■ **Prompt**:
In the listing below, repeat word for word the lines from the one containing "Task: a point for each instance of the grassy" up to and including the one containing "pixel 390 235".

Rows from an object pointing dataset
▼

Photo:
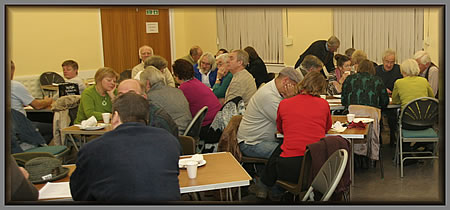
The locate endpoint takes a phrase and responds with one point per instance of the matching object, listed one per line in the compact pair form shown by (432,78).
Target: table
(77,131)
(221,171)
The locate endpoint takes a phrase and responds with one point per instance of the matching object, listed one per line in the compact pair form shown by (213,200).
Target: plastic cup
(106,117)
(191,167)
(350,117)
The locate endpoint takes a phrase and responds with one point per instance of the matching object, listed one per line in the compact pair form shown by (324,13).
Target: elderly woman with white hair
(411,86)
(205,69)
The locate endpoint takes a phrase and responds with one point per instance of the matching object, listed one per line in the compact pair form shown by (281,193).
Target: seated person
(20,97)
(161,64)
(196,93)
(223,78)
(158,116)
(172,99)
(70,71)
(97,98)
(256,133)
(205,69)
(132,163)
(303,119)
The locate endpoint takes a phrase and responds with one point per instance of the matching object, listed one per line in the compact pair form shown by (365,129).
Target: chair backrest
(420,113)
(47,78)
(195,125)
(329,175)
(187,144)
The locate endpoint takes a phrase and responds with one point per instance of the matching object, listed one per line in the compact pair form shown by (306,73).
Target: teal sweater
(92,104)
(220,89)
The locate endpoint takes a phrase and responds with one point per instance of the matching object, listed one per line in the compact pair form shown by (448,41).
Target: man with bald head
(144,52)
(194,54)
(158,116)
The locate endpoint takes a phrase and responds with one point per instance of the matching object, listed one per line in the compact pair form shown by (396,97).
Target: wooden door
(124,31)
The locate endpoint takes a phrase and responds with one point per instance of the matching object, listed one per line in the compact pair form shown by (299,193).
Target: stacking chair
(193,129)
(301,186)
(416,122)
(329,176)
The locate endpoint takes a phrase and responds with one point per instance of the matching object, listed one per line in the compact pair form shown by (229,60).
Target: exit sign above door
(152,12)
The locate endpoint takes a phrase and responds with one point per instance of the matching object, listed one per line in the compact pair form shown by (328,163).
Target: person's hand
(24,172)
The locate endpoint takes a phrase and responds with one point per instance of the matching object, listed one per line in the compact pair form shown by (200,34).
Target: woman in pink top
(197,93)
(303,119)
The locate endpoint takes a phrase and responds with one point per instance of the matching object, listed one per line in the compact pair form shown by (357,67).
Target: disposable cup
(350,117)
(191,167)
(106,117)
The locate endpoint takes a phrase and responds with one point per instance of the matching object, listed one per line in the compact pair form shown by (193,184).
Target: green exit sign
(152,12)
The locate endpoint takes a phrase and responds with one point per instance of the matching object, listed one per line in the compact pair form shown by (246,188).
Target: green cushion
(50,149)
(427,133)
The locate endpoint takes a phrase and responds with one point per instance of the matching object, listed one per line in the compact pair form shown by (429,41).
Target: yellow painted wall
(195,26)
(42,38)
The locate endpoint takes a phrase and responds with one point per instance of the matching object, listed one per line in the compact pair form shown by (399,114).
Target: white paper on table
(334,100)
(55,190)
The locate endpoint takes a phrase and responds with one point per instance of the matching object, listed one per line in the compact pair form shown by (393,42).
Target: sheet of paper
(55,190)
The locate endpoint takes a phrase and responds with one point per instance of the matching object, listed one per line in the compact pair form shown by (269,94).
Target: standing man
(194,54)
(428,70)
(324,50)
(389,72)
(243,83)
(131,163)
(256,133)
(70,71)
(144,52)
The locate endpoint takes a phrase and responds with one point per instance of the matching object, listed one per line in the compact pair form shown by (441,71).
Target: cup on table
(350,117)
(106,117)
(191,167)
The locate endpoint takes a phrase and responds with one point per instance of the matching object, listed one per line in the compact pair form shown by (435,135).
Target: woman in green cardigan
(97,99)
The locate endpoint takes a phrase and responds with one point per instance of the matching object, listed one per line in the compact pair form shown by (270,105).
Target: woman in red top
(303,119)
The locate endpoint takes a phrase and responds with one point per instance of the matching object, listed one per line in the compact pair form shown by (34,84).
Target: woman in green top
(223,78)
(97,99)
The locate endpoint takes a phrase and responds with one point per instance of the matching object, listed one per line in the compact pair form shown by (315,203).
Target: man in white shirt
(256,134)
(70,71)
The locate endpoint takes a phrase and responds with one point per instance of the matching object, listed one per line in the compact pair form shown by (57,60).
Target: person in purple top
(197,93)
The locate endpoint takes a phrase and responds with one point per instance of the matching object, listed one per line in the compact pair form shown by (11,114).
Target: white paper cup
(350,117)
(191,167)
(106,117)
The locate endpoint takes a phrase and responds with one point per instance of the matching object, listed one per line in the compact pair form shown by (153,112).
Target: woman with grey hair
(205,69)
(411,86)
(170,98)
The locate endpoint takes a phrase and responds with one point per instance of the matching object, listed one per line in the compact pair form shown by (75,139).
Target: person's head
(252,54)
(206,62)
(348,52)
(423,59)
(182,70)
(145,52)
(311,63)
(150,77)
(238,60)
(409,68)
(388,59)
(156,61)
(366,66)
(129,107)
(333,43)
(131,85)
(195,53)
(70,69)
(105,78)
(222,62)
(343,62)
(313,84)
(357,57)
(221,51)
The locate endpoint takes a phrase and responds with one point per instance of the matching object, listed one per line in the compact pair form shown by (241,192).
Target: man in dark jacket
(132,163)
(324,50)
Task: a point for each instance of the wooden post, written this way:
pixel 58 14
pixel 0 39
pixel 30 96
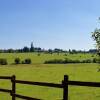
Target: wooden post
pixel 65 87
pixel 13 87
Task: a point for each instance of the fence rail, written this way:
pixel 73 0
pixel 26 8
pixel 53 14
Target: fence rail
pixel 63 85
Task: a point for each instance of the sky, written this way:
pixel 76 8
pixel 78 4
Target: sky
pixel 65 24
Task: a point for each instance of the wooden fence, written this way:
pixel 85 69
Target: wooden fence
pixel 63 85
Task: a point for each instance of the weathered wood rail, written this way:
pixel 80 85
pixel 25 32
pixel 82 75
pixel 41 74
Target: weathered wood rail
pixel 63 85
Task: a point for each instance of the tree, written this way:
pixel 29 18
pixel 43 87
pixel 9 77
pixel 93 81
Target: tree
pixel 96 37
pixel 32 47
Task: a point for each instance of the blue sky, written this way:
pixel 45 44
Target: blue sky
pixel 65 24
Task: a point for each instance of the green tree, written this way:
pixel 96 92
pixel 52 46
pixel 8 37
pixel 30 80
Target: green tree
pixel 96 37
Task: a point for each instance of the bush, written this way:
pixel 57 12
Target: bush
pixel 87 61
pixel 17 60
pixel 3 61
pixel 27 61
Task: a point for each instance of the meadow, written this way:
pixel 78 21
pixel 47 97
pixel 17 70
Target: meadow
pixel 37 71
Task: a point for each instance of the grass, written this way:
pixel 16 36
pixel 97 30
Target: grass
pixel 54 73
pixel 43 57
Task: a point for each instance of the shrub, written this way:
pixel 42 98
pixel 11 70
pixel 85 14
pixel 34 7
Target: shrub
pixel 27 61
pixel 86 61
pixel 17 60
pixel 3 61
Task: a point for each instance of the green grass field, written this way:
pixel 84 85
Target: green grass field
pixel 50 73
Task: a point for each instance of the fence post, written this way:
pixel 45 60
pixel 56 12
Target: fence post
pixel 13 87
pixel 65 87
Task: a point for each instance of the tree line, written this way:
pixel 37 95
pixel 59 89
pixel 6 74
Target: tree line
pixel 26 49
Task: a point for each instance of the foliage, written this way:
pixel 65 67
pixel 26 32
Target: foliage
pixel 3 61
pixel 17 60
pixel 96 37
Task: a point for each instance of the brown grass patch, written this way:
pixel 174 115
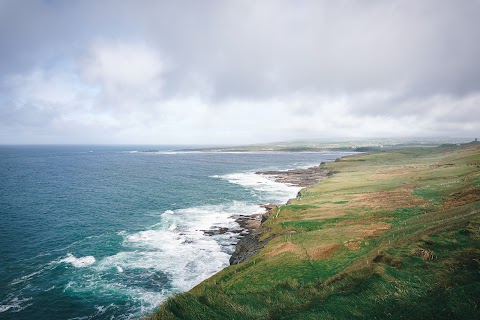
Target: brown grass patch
pixel 323 251
pixel 399 198
pixel 287 247
pixel 353 245
pixel 361 221
pixel 463 197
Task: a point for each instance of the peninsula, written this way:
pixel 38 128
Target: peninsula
pixel 391 234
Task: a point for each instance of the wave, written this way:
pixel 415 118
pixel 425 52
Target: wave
pixel 79 262
pixel 263 187
pixel 14 304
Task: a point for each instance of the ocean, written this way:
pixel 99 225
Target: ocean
pixel 101 232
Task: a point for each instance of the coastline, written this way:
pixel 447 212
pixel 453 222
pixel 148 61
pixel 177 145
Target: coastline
pixel 252 225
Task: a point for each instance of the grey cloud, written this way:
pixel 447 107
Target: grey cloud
pixel 371 60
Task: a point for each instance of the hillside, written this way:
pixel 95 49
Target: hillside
pixel 391 234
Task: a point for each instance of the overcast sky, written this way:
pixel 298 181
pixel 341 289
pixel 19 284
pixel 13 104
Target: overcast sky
pixel 232 72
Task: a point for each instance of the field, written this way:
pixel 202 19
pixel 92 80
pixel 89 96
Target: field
pixel 391 234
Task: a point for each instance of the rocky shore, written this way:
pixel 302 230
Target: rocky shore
pixel 250 242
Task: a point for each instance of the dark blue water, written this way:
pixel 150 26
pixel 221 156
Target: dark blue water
pixel 99 232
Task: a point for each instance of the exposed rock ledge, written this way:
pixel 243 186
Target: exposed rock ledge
pixel 250 243
pixel 299 177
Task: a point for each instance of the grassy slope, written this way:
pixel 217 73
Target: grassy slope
pixel 391 234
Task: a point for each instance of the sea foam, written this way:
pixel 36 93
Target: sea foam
pixel 79 262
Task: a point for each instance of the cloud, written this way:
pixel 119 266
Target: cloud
pixel 236 71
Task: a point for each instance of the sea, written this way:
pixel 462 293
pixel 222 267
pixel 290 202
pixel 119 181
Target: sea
pixel 109 232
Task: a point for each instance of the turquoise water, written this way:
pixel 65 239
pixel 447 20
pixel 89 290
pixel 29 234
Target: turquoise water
pixel 100 232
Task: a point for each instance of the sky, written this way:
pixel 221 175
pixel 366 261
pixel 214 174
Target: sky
pixel 237 72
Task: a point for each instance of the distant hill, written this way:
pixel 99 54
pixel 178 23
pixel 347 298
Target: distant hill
pixel 392 234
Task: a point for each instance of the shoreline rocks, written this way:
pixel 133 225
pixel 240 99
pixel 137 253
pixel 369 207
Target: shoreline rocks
pixel 299 177
pixel 250 244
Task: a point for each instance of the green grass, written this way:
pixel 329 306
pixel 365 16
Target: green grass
pixel 390 235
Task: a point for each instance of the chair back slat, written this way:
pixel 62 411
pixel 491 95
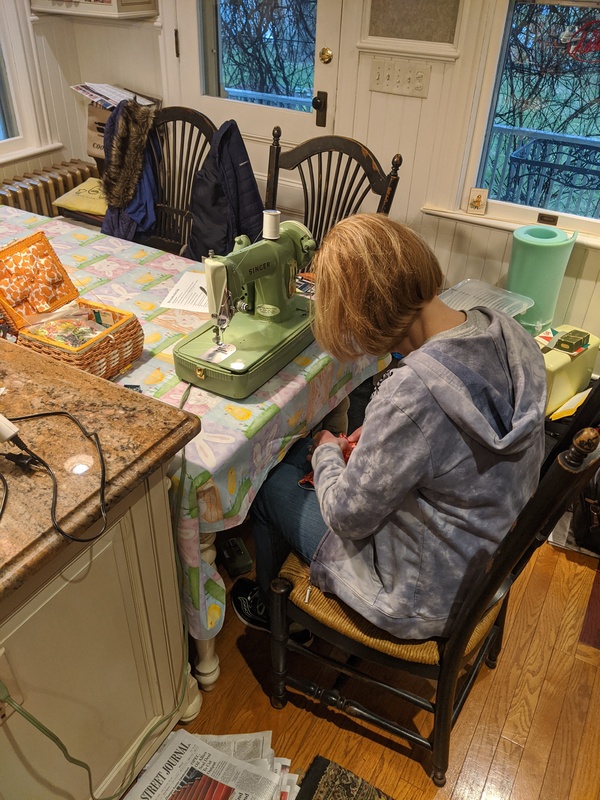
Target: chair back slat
pixel 559 486
pixel 180 141
pixel 336 174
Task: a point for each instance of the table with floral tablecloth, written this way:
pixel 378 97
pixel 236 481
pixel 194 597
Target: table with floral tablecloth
pixel 240 440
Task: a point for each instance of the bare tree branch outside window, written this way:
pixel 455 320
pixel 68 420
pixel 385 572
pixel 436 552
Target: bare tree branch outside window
pixel 267 50
pixel 543 144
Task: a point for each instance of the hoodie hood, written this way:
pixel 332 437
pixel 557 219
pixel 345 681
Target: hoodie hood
pixel 507 409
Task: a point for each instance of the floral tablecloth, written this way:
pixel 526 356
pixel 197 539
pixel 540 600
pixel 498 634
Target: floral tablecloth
pixel 240 440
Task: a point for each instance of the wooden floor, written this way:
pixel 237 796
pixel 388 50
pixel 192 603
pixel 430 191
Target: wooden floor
pixel 530 729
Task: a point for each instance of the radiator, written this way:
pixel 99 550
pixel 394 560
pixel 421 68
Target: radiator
pixel 35 191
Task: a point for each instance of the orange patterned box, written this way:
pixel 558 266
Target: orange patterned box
pixel 35 285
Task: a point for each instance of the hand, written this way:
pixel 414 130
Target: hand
pixel 355 435
pixel 323 437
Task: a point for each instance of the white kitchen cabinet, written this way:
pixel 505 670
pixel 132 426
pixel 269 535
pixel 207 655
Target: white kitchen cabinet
pixel 93 646
pixel 104 9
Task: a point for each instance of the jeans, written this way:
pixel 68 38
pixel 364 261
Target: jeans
pixel 285 516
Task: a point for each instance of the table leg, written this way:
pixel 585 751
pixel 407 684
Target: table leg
pixel 207 669
pixel 192 702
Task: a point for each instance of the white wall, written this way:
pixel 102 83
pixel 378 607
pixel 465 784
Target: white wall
pixel 430 133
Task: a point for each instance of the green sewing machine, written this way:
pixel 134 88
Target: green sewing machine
pixel 258 322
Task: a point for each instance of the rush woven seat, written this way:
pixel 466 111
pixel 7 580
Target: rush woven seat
pixel 341 618
pixel 352 647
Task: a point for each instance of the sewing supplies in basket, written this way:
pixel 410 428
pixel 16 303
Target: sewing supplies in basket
pixel 42 309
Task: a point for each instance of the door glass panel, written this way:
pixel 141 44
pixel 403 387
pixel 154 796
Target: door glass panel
pixel 543 141
pixel 260 51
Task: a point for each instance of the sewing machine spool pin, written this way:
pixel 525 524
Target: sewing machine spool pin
pixel 273 327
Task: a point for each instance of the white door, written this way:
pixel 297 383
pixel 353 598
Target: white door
pixel 193 74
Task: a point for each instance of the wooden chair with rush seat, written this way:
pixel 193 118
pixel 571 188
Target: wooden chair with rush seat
pixel 337 174
pixel 179 143
pixel 452 663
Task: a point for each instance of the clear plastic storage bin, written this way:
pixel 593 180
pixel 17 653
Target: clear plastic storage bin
pixel 470 293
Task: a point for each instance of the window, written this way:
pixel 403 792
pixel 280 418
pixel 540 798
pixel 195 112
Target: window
pixel 260 51
pixel 24 130
pixel 8 125
pixel 542 145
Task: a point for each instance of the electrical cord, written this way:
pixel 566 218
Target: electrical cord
pixel 32 460
pixel 5 696
pixel 4 493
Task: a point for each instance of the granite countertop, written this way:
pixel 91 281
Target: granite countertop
pixel 137 435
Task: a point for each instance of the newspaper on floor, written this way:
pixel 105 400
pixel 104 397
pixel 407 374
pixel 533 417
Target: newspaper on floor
pixel 188 767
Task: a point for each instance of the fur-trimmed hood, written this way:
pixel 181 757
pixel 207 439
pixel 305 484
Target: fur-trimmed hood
pixel 125 138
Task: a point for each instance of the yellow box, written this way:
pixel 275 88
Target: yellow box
pixel 568 374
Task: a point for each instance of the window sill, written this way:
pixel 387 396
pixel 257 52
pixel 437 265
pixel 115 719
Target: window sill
pixel 15 156
pixel 585 239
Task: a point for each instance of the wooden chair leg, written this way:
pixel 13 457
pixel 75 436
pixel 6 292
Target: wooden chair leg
pixel 492 657
pixel 280 590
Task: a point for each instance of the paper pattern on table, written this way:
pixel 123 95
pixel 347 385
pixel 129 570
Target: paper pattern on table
pixel 188 294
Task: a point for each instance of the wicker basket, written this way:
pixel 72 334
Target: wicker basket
pixel 33 281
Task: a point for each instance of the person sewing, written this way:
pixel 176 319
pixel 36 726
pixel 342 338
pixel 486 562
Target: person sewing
pixel 449 452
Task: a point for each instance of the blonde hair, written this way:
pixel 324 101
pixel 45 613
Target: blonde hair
pixel 372 278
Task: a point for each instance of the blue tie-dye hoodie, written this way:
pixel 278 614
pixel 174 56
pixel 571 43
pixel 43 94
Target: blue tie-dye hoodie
pixel 449 454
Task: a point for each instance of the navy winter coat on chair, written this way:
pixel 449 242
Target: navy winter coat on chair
pixel 226 201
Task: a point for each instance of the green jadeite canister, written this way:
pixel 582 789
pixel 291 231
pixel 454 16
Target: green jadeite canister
pixel 538 261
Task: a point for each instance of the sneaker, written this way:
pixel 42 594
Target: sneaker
pixel 249 605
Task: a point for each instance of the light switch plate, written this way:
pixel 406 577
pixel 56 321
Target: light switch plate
pixel 400 76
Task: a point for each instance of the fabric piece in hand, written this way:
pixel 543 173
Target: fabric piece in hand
pixel 326 780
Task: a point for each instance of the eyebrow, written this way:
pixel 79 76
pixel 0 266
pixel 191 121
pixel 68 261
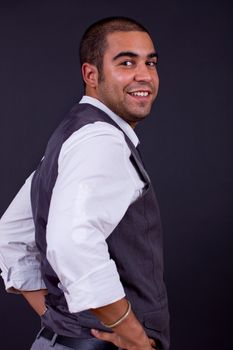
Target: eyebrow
pixel 133 54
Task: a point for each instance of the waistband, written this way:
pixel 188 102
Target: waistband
pixel 75 343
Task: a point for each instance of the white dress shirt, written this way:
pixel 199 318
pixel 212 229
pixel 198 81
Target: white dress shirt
pixel 95 185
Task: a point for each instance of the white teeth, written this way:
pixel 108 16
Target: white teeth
pixel 140 93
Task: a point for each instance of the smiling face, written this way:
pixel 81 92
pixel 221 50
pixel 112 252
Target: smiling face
pixel 128 83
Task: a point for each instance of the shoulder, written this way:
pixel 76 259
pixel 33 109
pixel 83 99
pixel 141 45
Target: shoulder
pixel 98 134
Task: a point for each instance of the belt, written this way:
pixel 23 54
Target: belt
pixel 75 343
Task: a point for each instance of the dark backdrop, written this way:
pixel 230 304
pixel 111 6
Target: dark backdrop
pixel 187 142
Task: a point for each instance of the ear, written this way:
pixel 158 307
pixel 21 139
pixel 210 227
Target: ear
pixel 90 75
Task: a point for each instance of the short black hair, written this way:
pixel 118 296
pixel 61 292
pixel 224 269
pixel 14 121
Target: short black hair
pixel 94 41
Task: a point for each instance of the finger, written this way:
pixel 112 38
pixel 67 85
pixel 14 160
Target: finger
pixel 152 343
pixel 103 335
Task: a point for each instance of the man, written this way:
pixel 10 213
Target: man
pixel 98 252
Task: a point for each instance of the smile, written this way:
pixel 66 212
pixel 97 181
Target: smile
pixel 140 93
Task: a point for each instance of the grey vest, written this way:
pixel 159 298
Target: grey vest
pixel 135 244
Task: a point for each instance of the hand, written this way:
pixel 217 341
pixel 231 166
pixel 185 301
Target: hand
pixel 145 343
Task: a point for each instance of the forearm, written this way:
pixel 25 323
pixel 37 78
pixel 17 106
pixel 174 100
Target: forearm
pixel 36 299
pixel 130 332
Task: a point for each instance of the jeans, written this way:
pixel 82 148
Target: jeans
pixel 42 343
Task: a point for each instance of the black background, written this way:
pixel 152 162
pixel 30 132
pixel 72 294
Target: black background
pixel 187 142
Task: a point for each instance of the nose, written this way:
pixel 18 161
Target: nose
pixel 143 73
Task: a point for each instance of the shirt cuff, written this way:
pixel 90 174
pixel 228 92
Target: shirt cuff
pixel 18 279
pixel 101 287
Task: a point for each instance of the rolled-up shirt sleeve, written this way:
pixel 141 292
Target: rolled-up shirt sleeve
pixel 93 190
pixel 19 256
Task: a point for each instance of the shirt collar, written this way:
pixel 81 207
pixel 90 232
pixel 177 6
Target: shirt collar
pixel 121 122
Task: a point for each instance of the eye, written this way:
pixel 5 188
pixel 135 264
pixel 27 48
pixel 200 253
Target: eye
pixel 127 63
pixel 151 63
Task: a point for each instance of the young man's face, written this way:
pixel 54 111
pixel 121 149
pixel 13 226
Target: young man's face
pixel 129 83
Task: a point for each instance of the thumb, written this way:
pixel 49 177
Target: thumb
pixel 102 335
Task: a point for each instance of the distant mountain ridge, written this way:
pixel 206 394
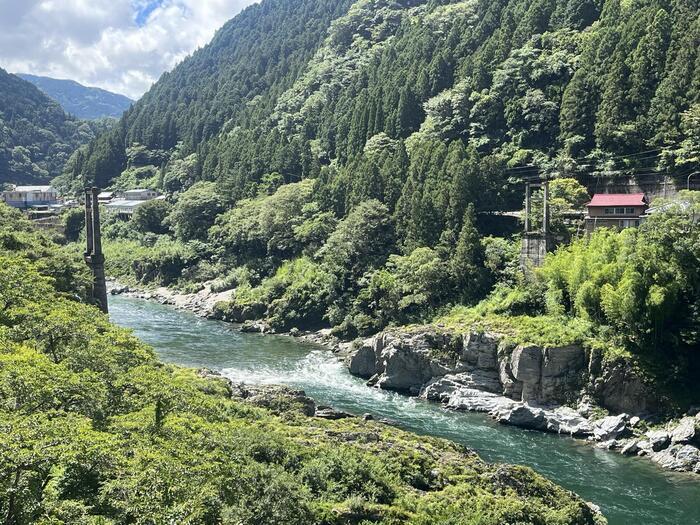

▲

■ **Written reply**:
Task: a point for each instance of the grassy slope, written this way:
pixel 217 73
Target: grassy slope
pixel 391 234
Task: a point for each instance of the sea foam, written this way:
pixel 36 93
Target: sea foam
pixel 79 262
Task: a point for each instance of the cloud, written this way:
pixel 119 266
Target: cloud
pixel 236 71
Task: a point for each instance of the sea, written this way:
pixel 462 293
pixel 222 267
pixel 290 202
pixel 119 181
Target: sea
pixel 109 232
Task: a point for each instance of the turquoise water, written this way:
pixel 65 239
pixel 447 20
pixel 89 290
pixel 29 234
Target: turquoise water
pixel 100 232
Task: a point for each instance of the sky, written this way:
pixel 221 175
pixel 366 261
pixel 214 174
Target: sky
pixel 237 72
Task: a point for each instance of the distant hill, written this way:
pixel 99 54
pixel 178 23
pixel 347 298
Target: distant hill
pixel 392 234
Task: a point for each instance of the shoreline rocks, written this way:
pixel 133 225
pixel 240 99
pixel 137 253
pixel 369 207
Target: shoreline rocks
pixel 299 177
pixel 250 244
Task: a point for each instance of the green grass, written this way:
pixel 329 306
pixel 365 16
Target: green grass
pixel 390 235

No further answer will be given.